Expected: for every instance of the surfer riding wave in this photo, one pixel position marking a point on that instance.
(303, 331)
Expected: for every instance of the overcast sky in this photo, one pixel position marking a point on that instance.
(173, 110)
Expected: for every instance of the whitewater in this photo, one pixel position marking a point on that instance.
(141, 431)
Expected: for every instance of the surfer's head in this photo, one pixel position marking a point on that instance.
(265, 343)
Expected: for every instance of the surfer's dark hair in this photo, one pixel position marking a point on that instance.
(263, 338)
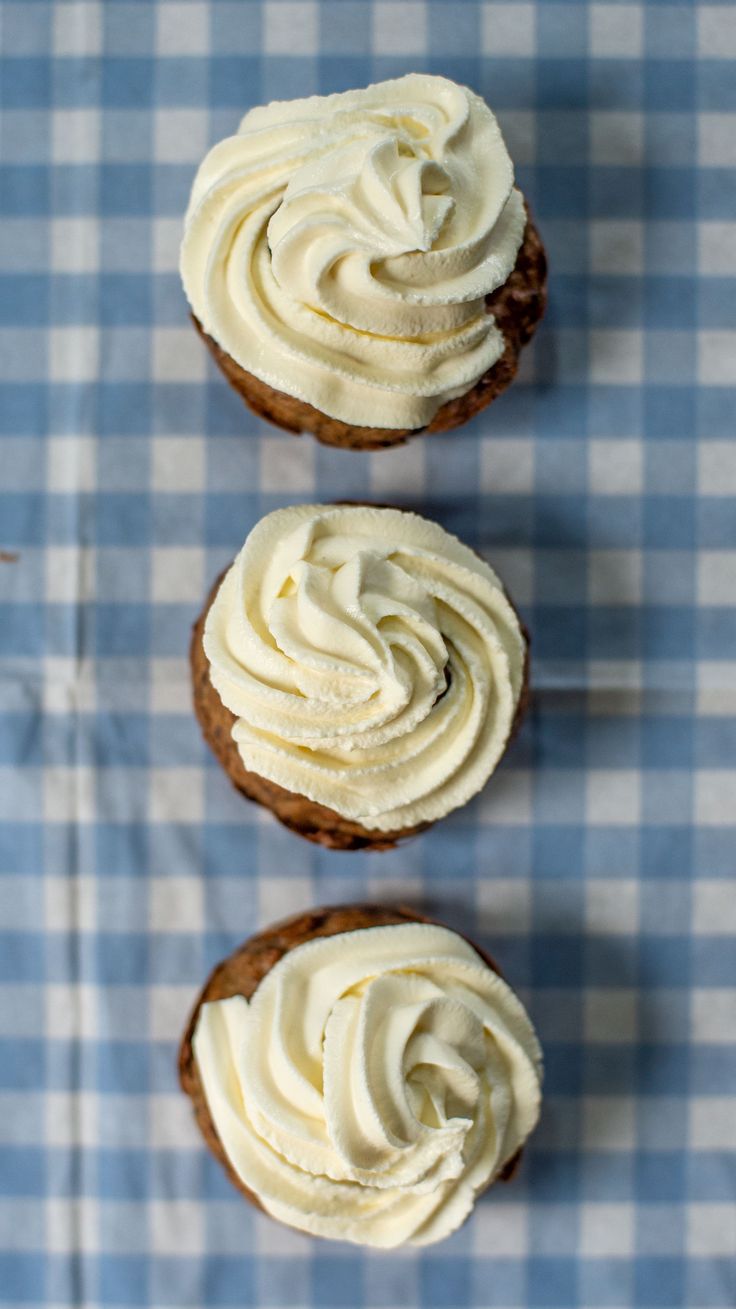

» **WHAT TO DO**:
Nothing but the lines from the one containing "Expected: for every instance of the surfer's dark" through the final line of the records, both included and copied exactly, should appear in the answer; pictures stay out.

» **TASK RESULT**:
Expected: for every instance of the surfer's dark hair in this photo, one pixel position marking a point on that instance.
(263, 338)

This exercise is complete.